→ **抜粋文**

════════

同地を象徴する諏訪湖のほど近くに位置し、諏訪地方の「ものづくり」を代表する株式会社セイコーエプソン(以下エプソン)は、2022年に創業80年を迎えました。

この節目の年にエプソンは、1945年に竣工した社屋を改修し、創業記念館をオープン。従来あったものづくり歴史館とともに、エプソンミュージアム諏訪として5月18日から一般公開されております。

国産時計の発展はもちろん、日本のものづくりが躍進し、世界へと羽ばたいていく時代を、臨場感を以て楽しめるエプソンミュージアム諏訪。さっそく見学に行ってきました!

 

セイコーエプソンとは?

株式会社セイコーエプソンは、本社を長野県諏訪市大和に置く、精密機器メーカーです。

════════

→ **保存済みの記録**

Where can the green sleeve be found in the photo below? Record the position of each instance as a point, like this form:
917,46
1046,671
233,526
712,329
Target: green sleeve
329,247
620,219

════════

→ **課題一覧**
a – エプソンミュージアム諏訪を紹介する文章によると、エプソンミュージアム諏訪が一般公開されたのは何月何日からですか。
b – エプソンミュージアム諏訪を紹介する文章から、「この節目の年にエプソンは、1」から「っそく見学に行ってきました!」までをそのまま抜き出しなさい。
c – エプソンミュージアム諏訪を紹介する文章を、最後の文の後から書き継ぎなさい。

→ **解答**
a – 5月18日からです。

b –
この節目の年にエプソンは、1945年に竣工した社屋を改修し、創業記念館をオープン。従来あったものづくり歴史館とともに、エプソンミュージアム諏訪として5月18日から一般公開されております。

国産時計の発展はもちろん、日本のものづくりが躍進し、世界へと羽ばたいていく時代を、臨場感を以て楽しめるエプソンミュージアム諏訪。さっそく見学に行ってきました!

c –
従業員数は7万人超、売上収益は11,289億円、国内外に80社のグループ会社を抱える一大企業(いずれも2022年3月31日現在)。そんなエプソンと聞くとプリンターやプロジェクターのイメージが強いかもしれませんが、ウォッチ製造で深い歴史を持つ企業でもあり、諏訪を「東洋のスイス」たらしめた立役者としても知られています。

 

創業は1942年5月18日。創業者は服部時計店で丁稚奉公をしていた山崎 久夫氏。

服部時計店(現セイコーホールディングス株式会社)のウォッチ製造部門であった第二精工舎の、協力工場「有限会社大和工業」として設立されました。

※第二精工舎は服部時計店のウォッチ製造の、主力工場。東京 亀戸。現セイコーインスツル株式会社。諏訪工場は、第二次世界大戦下にこの第二精工舎の疎開工場として設立された。

 

ちなみに「大和工業」は現在も本社が置かれる長野県諏訪市大和に名前を由来しますが、地名として大和は「おわ」と読み、一方の当該工場は「だいわこうぎょう」と読ませます。

 

創業当時は味噌蔵であった建物からスタートしたこの大和工業は、時計部品の製造を担いました。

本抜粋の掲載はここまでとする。